--- Begin ---
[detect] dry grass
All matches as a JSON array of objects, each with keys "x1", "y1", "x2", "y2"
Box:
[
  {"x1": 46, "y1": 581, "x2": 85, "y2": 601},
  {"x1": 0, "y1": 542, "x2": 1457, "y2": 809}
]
--- End ---
▶ [Work instructions]: Turn the data above into a JSON list of strings, with each line as one string and blank lines left out.

▶ [Result]:
[
  "[detect] dry grass",
  "All matches as a JSON array of objects, each with keys \"x1\", \"y1\", \"x2\", \"y2\"",
  "Box:",
  "[",
  "  {\"x1\": 46, \"y1\": 581, \"x2\": 85, \"y2\": 601},",
  "  {\"x1\": 0, \"y1\": 542, \"x2\": 1457, \"y2\": 809}",
  "]"
]